JOBS
• a. Answer these questions about the passage on Najera's evidentiary challenges, giving each answer on its own line marked the same way:
(i) On what ground did Najera challenge his daughter's testimony about their relationship?
(ii) Which case is cited as providing the standard?
(iii) As what kind of statement was the daughter's testimony about discovering his drug involvement held admissible?
• b. Summarize the passage on Najera's evidentiary challenges in two sentences.
• c. Carry the passage on Najera's evidentiary challenges forward from its final sentence.

SELECTED TEXT
Najera challenges the testimony of his daughter as to
their relationship, contending that it was unfairly prejudicial.
We find no abuse of discretion by the district court in
admitting this evidence as relevant and determining that it was
not unfairly prejudicial. See United States v. Kelly, 510 F.3d
433, 436-38 (4th Cir. 2007); United States v. Robinson, 275 F.3d
371, 383 (4th Cir. 2001) (providing standard). We also uphold
the district court’s determination that Najera’s daughter’s
testimony concerning her discovery that he was involved in the
drug trade was admissible as a coconspirator statement. See
United States v. Portsmouth Paving Corp., 694 F.2d 312, 320 (4th
Cir. 1982) (requiring a preponderance of the evidence of
existence and participation in conspiracy in order for
coconspirator statement exception to hearsay rule to apply).

MATERIAL PROVIDED
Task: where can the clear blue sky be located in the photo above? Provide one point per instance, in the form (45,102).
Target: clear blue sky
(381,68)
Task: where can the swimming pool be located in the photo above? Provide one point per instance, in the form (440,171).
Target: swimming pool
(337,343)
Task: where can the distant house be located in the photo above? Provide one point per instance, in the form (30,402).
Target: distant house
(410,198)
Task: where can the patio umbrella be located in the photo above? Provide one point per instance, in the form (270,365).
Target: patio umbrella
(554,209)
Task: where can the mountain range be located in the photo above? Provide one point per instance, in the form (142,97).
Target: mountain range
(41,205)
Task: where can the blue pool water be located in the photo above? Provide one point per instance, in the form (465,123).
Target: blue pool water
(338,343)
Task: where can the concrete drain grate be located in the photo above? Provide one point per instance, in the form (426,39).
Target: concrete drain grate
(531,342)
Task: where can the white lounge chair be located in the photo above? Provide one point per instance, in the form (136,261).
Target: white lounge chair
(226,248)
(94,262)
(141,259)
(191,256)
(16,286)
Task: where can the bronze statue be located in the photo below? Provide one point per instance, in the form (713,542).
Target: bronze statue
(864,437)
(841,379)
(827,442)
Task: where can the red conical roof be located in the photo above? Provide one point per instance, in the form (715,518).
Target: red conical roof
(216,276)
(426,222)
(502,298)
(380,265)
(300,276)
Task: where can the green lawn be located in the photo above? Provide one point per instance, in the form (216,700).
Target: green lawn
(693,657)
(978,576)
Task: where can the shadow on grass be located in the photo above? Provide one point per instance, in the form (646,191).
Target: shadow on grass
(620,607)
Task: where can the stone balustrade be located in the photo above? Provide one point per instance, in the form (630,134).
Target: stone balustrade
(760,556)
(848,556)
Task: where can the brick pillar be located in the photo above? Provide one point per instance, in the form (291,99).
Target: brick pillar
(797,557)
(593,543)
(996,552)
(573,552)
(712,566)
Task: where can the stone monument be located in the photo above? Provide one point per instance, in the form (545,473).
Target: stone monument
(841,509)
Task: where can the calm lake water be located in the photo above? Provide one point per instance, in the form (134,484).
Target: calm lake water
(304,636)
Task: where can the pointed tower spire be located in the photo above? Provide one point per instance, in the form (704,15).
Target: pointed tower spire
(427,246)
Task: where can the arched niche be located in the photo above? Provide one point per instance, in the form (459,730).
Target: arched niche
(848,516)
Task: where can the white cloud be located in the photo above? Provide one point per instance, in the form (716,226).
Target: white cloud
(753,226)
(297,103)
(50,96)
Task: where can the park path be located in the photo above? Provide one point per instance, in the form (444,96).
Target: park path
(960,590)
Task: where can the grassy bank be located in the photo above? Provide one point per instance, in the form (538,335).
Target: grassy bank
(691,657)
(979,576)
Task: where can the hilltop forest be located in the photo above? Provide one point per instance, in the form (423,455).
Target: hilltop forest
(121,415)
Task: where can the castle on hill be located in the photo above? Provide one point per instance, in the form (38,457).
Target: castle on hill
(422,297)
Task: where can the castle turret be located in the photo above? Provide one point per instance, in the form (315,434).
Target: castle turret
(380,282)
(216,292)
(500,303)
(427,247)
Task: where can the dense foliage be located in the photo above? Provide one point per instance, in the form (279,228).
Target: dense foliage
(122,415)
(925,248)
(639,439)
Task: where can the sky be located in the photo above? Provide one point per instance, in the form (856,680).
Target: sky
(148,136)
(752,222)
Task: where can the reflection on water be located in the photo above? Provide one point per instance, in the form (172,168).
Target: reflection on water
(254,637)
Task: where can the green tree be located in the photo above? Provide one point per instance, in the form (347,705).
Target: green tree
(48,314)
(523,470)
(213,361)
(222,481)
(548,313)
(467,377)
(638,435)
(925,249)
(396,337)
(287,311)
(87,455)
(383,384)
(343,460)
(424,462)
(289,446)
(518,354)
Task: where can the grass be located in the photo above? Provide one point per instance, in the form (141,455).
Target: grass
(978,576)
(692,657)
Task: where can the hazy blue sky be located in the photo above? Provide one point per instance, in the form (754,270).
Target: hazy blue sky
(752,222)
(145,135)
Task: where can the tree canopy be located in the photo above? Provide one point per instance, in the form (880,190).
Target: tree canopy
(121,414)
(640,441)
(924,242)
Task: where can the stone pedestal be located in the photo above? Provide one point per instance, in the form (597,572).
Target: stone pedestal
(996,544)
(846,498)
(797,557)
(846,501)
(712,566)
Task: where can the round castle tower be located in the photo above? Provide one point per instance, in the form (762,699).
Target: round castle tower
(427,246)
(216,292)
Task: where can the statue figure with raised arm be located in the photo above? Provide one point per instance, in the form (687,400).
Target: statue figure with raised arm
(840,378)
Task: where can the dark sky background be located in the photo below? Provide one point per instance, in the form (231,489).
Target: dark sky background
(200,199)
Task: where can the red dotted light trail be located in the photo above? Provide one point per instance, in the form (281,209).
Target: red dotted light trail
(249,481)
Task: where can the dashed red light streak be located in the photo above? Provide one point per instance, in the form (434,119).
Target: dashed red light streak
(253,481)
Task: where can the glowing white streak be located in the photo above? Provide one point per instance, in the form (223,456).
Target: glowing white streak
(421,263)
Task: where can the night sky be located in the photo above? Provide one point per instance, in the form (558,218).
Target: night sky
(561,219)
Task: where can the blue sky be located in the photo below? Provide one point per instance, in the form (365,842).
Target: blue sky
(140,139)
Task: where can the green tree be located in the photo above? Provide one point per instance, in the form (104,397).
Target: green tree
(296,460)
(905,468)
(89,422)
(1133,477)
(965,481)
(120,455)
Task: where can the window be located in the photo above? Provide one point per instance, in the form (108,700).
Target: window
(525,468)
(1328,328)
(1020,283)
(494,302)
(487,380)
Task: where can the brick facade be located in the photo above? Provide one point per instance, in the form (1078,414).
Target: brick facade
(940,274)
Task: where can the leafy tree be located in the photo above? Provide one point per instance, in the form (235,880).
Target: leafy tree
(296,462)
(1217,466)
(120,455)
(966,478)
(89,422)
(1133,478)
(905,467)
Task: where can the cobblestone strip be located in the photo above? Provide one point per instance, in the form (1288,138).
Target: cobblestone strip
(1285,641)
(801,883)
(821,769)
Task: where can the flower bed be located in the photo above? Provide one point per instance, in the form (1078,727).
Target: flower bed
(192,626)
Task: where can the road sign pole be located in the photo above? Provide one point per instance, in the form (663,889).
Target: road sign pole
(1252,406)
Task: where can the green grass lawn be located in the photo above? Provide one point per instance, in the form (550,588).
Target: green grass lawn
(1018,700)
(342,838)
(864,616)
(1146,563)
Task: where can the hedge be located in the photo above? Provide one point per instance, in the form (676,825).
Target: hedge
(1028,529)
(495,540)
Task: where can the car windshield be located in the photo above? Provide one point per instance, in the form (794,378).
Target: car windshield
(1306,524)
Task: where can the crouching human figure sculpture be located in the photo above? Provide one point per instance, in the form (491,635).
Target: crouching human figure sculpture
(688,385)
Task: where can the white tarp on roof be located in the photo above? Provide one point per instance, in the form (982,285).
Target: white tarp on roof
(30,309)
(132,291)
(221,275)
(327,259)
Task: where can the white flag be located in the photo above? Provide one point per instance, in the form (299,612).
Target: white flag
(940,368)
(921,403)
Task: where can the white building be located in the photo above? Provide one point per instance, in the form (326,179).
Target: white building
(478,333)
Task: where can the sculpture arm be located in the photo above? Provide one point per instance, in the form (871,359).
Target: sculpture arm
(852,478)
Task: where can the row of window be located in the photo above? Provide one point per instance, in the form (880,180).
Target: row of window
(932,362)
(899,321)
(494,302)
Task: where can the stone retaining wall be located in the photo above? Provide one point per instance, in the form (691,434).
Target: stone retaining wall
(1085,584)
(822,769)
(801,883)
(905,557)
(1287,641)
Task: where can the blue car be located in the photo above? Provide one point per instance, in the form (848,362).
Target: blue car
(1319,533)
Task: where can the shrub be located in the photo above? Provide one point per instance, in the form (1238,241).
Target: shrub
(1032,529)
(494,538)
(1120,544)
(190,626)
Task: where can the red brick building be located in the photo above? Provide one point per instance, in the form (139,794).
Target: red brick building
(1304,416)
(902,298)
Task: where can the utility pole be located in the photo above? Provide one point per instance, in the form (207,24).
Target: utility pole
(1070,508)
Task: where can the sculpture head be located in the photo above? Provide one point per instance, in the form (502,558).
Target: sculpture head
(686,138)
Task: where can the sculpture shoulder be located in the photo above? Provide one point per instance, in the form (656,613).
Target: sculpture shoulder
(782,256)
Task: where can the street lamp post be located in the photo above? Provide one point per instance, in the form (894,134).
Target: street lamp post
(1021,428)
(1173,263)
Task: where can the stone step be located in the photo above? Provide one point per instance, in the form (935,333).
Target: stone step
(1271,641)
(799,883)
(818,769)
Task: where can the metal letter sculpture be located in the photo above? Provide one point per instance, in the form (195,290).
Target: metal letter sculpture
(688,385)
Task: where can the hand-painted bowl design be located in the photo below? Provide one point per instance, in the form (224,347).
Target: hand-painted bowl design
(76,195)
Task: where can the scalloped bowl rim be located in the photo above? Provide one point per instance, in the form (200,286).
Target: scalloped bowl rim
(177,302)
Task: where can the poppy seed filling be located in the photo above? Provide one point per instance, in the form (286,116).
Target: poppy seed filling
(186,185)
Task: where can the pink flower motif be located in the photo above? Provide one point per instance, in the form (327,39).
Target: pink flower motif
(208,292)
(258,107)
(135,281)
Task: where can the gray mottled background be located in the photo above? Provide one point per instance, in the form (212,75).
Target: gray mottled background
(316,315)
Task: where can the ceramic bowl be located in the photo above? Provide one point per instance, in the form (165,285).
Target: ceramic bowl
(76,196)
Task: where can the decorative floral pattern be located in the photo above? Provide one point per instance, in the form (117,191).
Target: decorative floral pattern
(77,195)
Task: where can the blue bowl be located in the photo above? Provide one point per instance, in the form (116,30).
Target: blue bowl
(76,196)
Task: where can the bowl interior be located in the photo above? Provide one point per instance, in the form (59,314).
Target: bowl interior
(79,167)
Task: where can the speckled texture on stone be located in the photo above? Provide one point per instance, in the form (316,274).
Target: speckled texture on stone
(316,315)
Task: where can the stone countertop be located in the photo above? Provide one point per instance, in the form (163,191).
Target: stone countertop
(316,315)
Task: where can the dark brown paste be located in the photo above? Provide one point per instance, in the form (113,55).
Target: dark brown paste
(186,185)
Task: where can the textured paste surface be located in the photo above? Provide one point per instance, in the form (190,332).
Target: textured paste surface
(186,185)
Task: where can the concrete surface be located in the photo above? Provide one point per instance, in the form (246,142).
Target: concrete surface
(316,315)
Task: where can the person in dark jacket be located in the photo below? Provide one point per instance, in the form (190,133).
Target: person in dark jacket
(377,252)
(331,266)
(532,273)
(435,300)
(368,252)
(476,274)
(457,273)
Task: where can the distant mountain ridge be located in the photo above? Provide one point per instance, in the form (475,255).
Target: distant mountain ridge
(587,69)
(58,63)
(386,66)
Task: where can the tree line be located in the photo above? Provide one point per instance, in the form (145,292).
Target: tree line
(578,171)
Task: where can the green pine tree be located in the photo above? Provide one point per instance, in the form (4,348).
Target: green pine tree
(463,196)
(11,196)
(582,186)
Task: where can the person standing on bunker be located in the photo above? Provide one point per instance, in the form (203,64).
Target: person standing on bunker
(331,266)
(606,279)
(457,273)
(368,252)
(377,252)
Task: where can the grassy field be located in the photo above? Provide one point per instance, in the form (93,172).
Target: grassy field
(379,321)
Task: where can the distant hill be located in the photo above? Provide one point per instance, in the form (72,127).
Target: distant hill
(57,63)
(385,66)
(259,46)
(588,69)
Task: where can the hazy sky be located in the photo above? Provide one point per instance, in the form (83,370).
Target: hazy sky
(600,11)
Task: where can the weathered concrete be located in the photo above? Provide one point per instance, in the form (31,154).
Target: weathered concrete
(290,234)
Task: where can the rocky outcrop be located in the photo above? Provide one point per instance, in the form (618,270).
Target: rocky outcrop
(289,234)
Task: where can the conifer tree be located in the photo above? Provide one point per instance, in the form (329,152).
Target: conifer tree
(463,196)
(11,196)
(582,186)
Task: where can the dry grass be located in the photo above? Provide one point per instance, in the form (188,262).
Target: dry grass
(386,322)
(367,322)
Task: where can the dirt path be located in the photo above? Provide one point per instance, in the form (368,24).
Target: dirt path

ANSWERS
• a.
(i) He contended that it was unfairly prejudicial.
(ii) United States v. Robinson, 275 F.3d 371, 383 (4th Cir. 2001).
(iii) As a coconspirator statement.

• b. Najera argued that his daughter's testimony about their relationship was unfairly prejudicial, but the court found no abuse of discretion in the district court's decision to admit it as relevant and not unfairly prejudicial. The court also upheld the ruling that her testimony about discovering his involvement in the drug trade was admissible as a coconspirator statement.

• c.
Najera next contends that the district court erred in
determining that, for sentencing purposes, he was responsible
for more than five, but less than fifteen kilograms of
methamphetamine. We find no clear error by the district court
in its calculation of the amount of drugs attributable to
Najera. See United States v. General, 278 F.3d 389, 393 (4th
Cir. 2002); United States v. Randall, 171 F.3d 195, 210 (4th
Cir. 1999).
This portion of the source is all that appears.